Stored items from a collection:
________________________
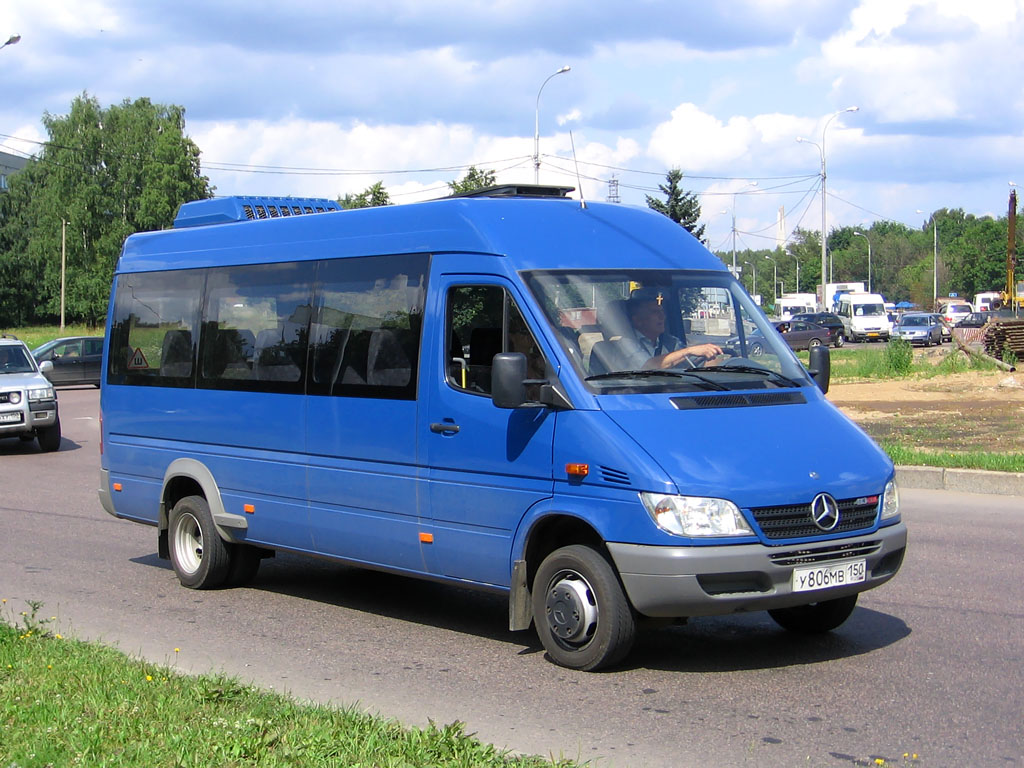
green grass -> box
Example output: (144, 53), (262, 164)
(881, 442), (1024, 473)
(797, 343), (1001, 382)
(0, 601), (578, 768)
(0, 324), (101, 350)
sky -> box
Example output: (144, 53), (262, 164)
(2, 0), (1023, 258)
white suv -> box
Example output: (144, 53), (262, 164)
(0, 336), (61, 452)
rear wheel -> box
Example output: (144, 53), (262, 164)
(808, 338), (823, 348)
(833, 332), (845, 348)
(768, 594), (858, 633)
(168, 495), (230, 589)
(532, 545), (636, 671)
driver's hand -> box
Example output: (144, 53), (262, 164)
(685, 343), (723, 360)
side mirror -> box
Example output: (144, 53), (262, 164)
(492, 353), (528, 409)
(39, 360), (54, 373)
(807, 345), (830, 394)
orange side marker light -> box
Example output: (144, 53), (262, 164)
(419, 532), (434, 544)
(566, 463), (589, 478)
(112, 482), (123, 492)
(243, 504), (255, 514)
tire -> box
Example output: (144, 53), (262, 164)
(532, 545), (636, 671)
(833, 332), (845, 348)
(227, 544), (262, 586)
(808, 338), (822, 348)
(768, 594), (858, 634)
(748, 342), (764, 358)
(37, 417), (61, 452)
(168, 495), (231, 589)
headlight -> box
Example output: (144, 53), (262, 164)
(8, 391), (21, 404)
(28, 386), (54, 401)
(881, 479), (900, 520)
(640, 493), (754, 537)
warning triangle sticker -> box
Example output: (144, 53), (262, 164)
(127, 347), (149, 370)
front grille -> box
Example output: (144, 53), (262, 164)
(749, 496), (878, 540)
(769, 540), (881, 567)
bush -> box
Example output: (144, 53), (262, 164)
(884, 338), (913, 375)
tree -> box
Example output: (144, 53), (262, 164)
(645, 169), (705, 243)
(338, 181), (391, 209)
(0, 93), (212, 326)
(448, 166), (496, 195)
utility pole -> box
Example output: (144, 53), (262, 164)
(1008, 188), (1017, 311)
(60, 219), (66, 331)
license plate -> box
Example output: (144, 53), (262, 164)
(792, 559), (866, 593)
(867, 332), (879, 337)
(0, 411), (23, 424)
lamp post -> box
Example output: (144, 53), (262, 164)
(534, 66), (571, 184)
(730, 181), (758, 275)
(743, 260), (756, 296)
(764, 254), (778, 305)
(916, 209), (938, 310)
(853, 231), (872, 293)
(1, 34), (20, 51)
(798, 105), (858, 310)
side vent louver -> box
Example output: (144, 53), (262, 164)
(599, 466), (632, 486)
(174, 196), (342, 228)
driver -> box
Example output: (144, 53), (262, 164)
(625, 296), (722, 369)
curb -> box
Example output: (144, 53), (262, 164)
(895, 466), (1024, 497)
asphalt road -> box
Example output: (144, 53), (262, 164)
(1, 387), (1021, 768)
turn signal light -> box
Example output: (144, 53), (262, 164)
(565, 463), (589, 477)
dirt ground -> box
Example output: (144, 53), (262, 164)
(827, 348), (1024, 453)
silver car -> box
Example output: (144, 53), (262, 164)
(894, 313), (943, 346)
(0, 337), (61, 451)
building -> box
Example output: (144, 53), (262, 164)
(0, 149), (27, 192)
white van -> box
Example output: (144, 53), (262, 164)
(836, 292), (890, 342)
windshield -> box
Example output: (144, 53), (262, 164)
(0, 345), (36, 374)
(855, 303), (886, 317)
(524, 269), (813, 394)
(899, 316), (928, 328)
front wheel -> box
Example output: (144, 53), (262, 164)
(37, 417), (61, 452)
(168, 495), (231, 589)
(532, 545), (636, 671)
(768, 594), (858, 633)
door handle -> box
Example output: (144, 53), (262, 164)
(430, 422), (460, 434)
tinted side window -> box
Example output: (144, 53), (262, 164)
(308, 254), (427, 400)
(107, 270), (204, 387)
(198, 262), (315, 395)
(446, 285), (545, 397)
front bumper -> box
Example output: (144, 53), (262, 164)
(0, 399), (57, 435)
(608, 522), (907, 618)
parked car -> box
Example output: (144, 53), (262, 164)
(0, 337), (61, 451)
(932, 314), (952, 343)
(894, 313), (943, 346)
(773, 320), (833, 351)
(957, 312), (989, 329)
(790, 312), (846, 347)
(31, 336), (104, 387)
(940, 302), (973, 326)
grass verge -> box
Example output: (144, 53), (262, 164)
(0, 602), (577, 768)
(880, 441), (1024, 473)
(0, 324), (101, 350)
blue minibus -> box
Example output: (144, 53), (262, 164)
(99, 187), (906, 670)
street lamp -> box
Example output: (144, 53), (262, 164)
(534, 66), (571, 184)
(743, 260), (757, 296)
(730, 181), (758, 275)
(916, 209), (938, 310)
(797, 105), (858, 310)
(853, 231), (872, 293)
(764, 254), (778, 305)
(1, 34), (20, 51)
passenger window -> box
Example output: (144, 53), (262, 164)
(199, 262), (315, 394)
(308, 254), (427, 401)
(446, 285), (546, 397)
(107, 270), (204, 387)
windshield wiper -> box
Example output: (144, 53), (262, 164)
(697, 364), (803, 387)
(585, 369), (729, 391)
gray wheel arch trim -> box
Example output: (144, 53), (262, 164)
(160, 458), (247, 539)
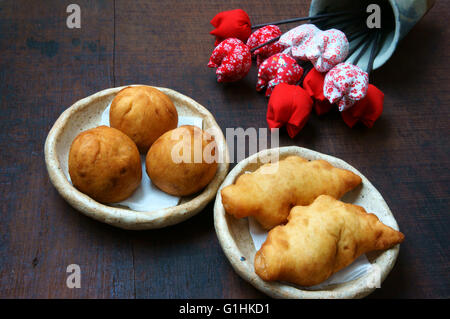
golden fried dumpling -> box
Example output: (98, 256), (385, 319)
(254, 195), (405, 287)
(146, 125), (218, 196)
(221, 156), (362, 229)
(110, 86), (178, 153)
(68, 126), (142, 203)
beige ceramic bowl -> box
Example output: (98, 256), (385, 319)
(214, 147), (401, 299)
(45, 85), (229, 230)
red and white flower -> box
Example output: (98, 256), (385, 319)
(324, 62), (369, 111)
(256, 53), (303, 97)
(208, 38), (252, 83)
(247, 25), (285, 66)
(279, 24), (320, 60)
(305, 29), (349, 72)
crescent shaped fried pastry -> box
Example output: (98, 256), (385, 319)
(221, 156), (362, 229)
(254, 195), (405, 287)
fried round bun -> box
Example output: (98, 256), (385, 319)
(146, 125), (218, 196)
(110, 86), (178, 153)
(69, 126), (142, 203)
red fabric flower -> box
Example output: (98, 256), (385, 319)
(279, 24), (320, 60)
(208, 38), (252, 83)
(257, 53), (303, 97)
(210, 9), (252, 46)
(305, 29), (349, 73)
(341, 84), (384, 128)
(246, 25), (285, 66)
(324, 62), (369, 111)
(267, 83), (313, 138)
(302, 68), (333, 115)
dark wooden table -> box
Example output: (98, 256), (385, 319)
(0, 0), (448, 299)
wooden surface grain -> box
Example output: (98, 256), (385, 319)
(0, 0), (448, 298)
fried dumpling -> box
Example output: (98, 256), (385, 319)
(221, 156), (362, 229)
(254, 195), (405, 287)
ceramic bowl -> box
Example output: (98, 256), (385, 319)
(45, 85), (229, 230)
(214, 146), (401, 298)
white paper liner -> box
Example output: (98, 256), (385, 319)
(249, 215), (373, 289)
(66, 102), (202, 212)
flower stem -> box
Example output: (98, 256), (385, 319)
(251, 11), (357, 29)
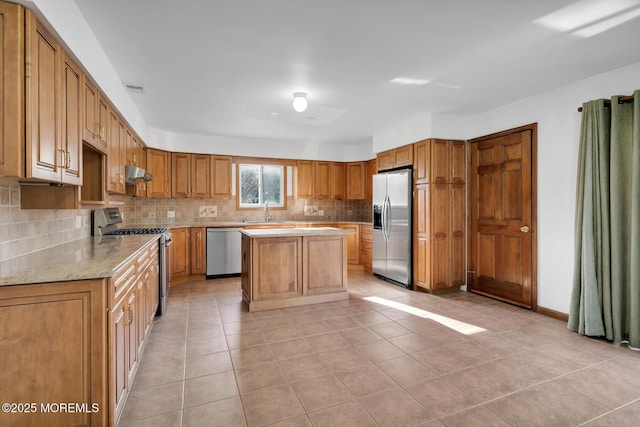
________________________
- What the task requires
Copy out, from the data above, each line where the string "wooden" is present.

- Result below
dark wooden table -> box
wooden surface grain -> box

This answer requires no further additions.